▶ [Written request a] Collect every line of the records below that contains the word "blazer". Case counts.

Begin Page

We now turn our attention to the Apostles. Peter and John are brought before the Sanhedrin, ‘the church board’ of that time. This august body is severely rattled by the apostles’ bold proclamation of Christ and healing of a crippled beggar at the temple gate. In response to the Sanhedrin’s charges and full of the Holy Spirit, Peter let loose: “‘Rulers and leaders of the people, if we have been brought to trial today for helping a sick man, I’ll be completely frank with you – we have nothing to hide. By the name of Jesus Christ of Nazareth, the one you killed on the cross… by means of his name this man stands before you healthy and whole… Salvation comes no other way; no other name has been or will be given to us by which we can saved, only this one!’ (Acts 4:8-12/MSG). The clergy are transfixed by the apostles’ boldness and certainty. Their fascination deepens when they realized these two were ‘mere laymen’ with no formal education. “They warned them that they were on no account ever again to speak or teach in the name of Jesus. But Peter and John spoke right back, ‘As for us, there’s no question – we can’t keep quiet about what we have seen and heard!’” (v. 18-20). After prayer with their fellow-disciples, ‘the place where they were meeting trembled and shook. They were all filled with the Holy Spirit and continued to speak God’s Word with fearless confidence… The apostles gave powerful witness to the resurrection of the Master Jesus, and grace was on all of them…” (v. 31).

Back to the present. Many in the Body are concluding, against this backdrop of Acts, that a large majority of Western Christians have been ‘saved’ but manifest little, if anything, of the primitive Church’s assurance, confidence and joy in the Holy Spirit. How many of us can whole-heartedly sing ‘Blessed assurance, Jesus is mine! O what a foretaste of glory divine!?’

I recommend three remarkable scriptures as a kind of test-case. First Eph. 1:13-14, where the Apostle Paul is carried away with the saints’ ‘Spiritual Blessings in Christ’ (v. 3ff): ‘It’s in Christ that you, once you heard the truth and believed it (this Message of salvation), found your home free – signed, sealed, and delivered by the Holy Spirit. This signet from God is the first installment on what’s coming, a reminder that we’ll get everything God has planned for us, a praising and glorious life!’ (MSG). Second, 1 Jn. 5:13-15, where the Apostle John revels in the life of the Son, ‘My purpose in writing is simply this: that you who believe in God’s Son will will know beyond the shadow of a doubt that you have eternal life, the reality and not the illusion. And how bold and free we then become in his presence…’ (MSG). Third, 1 Pet. 1:8-9, ‘You (the persecuted believers of Asia Minor) love him, although you have not seen him, and you believe in him, although you do not now see him… you rejoice with a great and glorious joy which words cannot express because you are receiving the salvation of your souls…’ (GNB). C’mon, let’s be honest, where do we witness this today?? Give me an African-style worship any old day – even in dire poverty, believers express their joy in the Lord, their bodies moving and faces shining!) [1]

This is not mind-less enthusiasm. Take the example of Blaise Pascal, the 17th century French genius, mathematician, inventor (of a crude but working mechanical calculator in his time) and philosopher.

End Page
Begin Record excerpts

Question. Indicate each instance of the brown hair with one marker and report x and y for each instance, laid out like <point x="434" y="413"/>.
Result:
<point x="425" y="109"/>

End Record excerpts
Begin Record excerpts

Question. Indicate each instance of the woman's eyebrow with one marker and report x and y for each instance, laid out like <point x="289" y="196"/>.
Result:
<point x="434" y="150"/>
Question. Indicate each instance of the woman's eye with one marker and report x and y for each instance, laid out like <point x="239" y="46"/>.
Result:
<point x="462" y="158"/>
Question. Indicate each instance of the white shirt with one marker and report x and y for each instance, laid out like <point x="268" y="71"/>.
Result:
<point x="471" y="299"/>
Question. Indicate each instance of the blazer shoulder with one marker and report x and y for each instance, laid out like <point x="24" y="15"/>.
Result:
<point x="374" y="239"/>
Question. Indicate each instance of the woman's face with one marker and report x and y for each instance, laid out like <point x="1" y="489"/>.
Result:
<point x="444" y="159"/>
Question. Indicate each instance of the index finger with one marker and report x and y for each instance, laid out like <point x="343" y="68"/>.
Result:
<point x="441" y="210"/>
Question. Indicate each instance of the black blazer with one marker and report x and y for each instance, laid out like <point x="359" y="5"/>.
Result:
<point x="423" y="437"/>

End Record excerpts

▶ [Written request b]
Answer these questions about the commentary on Acts above:
(i) Which two apostles are brought before the Sanhedrin?
(ii) Which translation is given for the quotation from 1 Pet. 1:8-9?
(iii) What did Blaise Pascal invent, according to the commentary?

▶ [Solution a]
Question. Indicate each instance of the blazer shoulder with one marker and report x and y for each instance, laid out like <point x="24" y="15"/>.
Question. Indicate each instance of the black blazer with one marker and report x and y for each instance, laid out like <point x="359" y="5"/>.

▶ [Solution b]
(i) Peter and John
(ii) GNB
(iii) A crude but working mechanical calculator